TESTO DI LETTURA -
^^^^^^^^
Breve e parziale cronologia.
1928
Costruita nel Cantiere
Navale Scoglio Olivi di Pola come Palestina, per il Lloyd Triestino (in origine
viene registrata al Compartimento Marittimo di Trieste). Ha due gemelle: Assiria e Caldea. Può trasportare undici passeggeri in cabina oltre a 4543
metri cubi di carico.
1935
Ribattezzata Cilicia.
1937
Trasferita alla
Società Anonima di Navigazione Adriatica, con sede a Venezia. Assegnata alla
linea numero 58, dal Tirreno alla Siria.
Marzo 1939
La linea servita
dalla Cilicia inizia ad essere
sottoposta a modifiche, con l’aggiunta, sempre più spesso, di soste in altri
porti.
^^^^^^^^
Voci di dati memorizzate:
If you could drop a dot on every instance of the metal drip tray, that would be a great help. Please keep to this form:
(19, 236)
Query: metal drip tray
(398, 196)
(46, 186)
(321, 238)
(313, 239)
^^^^^^^^
ESERCIZIO 1 - Elenca, per favore, tutti i nomi di navi che compaiono nella cronologia della nave.
ESERCIZIO 2 - Secondo la cronologia della nave, in quale città aveva sede la Società Anonima di Navigazione Adriatica?

RISPOSTA 1 - Palestina, Assiria, Caldea, Cilicia

RISPOSTA 2 - A Venezia.